* _Auszug zum Lesen_:
......

Die Studie befasst sich mit den Schülervorstellungen zum Thema Entstehung eines Gletschers. Im Folgenden werden die Schülervorstellungen sowie einige didaktische Hinweise aus der Studie genannt.

In Bezug auf die Entstehung von Gletschern ist zunächst wichtig, die Begriffe Eis, Schnee und Wasser zu definieren. Für die Schüler und Schülerinnen ist klar, dass Wasser zu Eis werden kann und umgekehrt. Die Schüler und Schülerinnen erkennen allerdings nicht, das Schnee auch als Eis kategorisiert wird.

Alle Schüler und Schülerinnen sind sich einig, dass Gletscher aus Schnee und/ oder Eis bestehen. Es besteht allerdings keine Einigkeit darüber, ob ein Gletscher einen Anteil aus Gestein hat und in welchem Verhältnis die verschiedenen Komponenten zueinanderstehen. Bezüglich der Wasserbestandteile lassen sich drei Schülervorstellungen unterscheiden:

1.) Gletscher bestehen fast nur aus Schnee: Der Gletscher besteht aus Schnee, der nicht wegschmilzt während den verschiedenen Jahreszeiten. Der Zeitfaktor ist bei dieser Vorstellung entscheidend. Dies erscheint den Schüler und Schülerinnen plausibel, da sie aus der Erfahrung wissen, dass grosse Schneemassen länger brauchen um wegzuschmelzen.

......

* _Bereitgestellte Angaben_:
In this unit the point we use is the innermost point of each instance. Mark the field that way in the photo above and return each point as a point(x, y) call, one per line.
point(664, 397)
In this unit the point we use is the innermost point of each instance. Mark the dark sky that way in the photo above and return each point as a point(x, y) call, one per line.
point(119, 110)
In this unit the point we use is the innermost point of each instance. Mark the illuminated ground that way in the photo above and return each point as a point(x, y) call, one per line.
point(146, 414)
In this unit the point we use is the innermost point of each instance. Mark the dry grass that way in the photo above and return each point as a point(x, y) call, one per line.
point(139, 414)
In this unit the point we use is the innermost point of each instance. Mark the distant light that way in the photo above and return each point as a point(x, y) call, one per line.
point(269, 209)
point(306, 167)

......

* _Zu lösende Aufgabe_:
Bitte setze den Text über Schülervorstellungen zur Entstehung von Gletschern nach seinem letzten Satz fort.

* _Ergebnis der Übung_:
2.) Gletscher bestehen aus einem Gemisch aus Eis und Schnee: Ein Gletscher entsteht bei dieser Vorstellung aus gefrorenem Schnee und Wasser, wobei der Schnee und das Wasser voneinander getrennt sind. Diese Vorstellung kann im Alltag wiedergefunden werden, es ist bekannt, dass flüssiges Wasser mit Feststoffen beim Gefrieren einen kompakten Körper bilden.

3.) Gletscher bestehen fast nur aus Eis: Die Schüler und Schülerinnen haben zwei mögliche Vorstellungen, wie ein Gletscher aus Eis entstehen kann:

3.1) Der Gletscher entsteht aus unmittelbar zuvor flüssigem Wasser: Der Gletscher entsteht bei einer einmaligen Umwandlung von Wasser zu Eis. Das Wasser kann aus verschiedenen Quellen stammen, z.B. Regen, Anstieg des Meeresspiegels oder Schmelzwasser. Im Alltag machen die Schüler und Schülerinnen oft die Erfahrung, dass Eis aus unmittelbar vorher flüssigem Wasser entsteht, z.B. Seen, die zugefrieren.

3.2) Der Gletscher entsteht direkt aus Schnee, dabei gibt es zwei Möglichkeiten:

3.2.1) Der Gletscher entsteht aus gefrierendem Schnee: Dies zeigt die Alltagserfahrung beim Skifahren, denn unter einer Schneeschicht liegt eine Eisschicht, da es unter dem Schnee kühler ist.

3.2.2) Der Gletscher entsteht aus zusammengepresstem Schnee: Eis entsteht durch den hohen Druck welcher durch das Gewicht der neuen Schneeflocken entsteht. Alltagserfahrungen zu dieser Vorstellung gibt es nicht.

Conrad 2012

Die Studie von Conrad (2012) befasst sich mit den Schülervorstellungen zu dem Thema Polargebiete.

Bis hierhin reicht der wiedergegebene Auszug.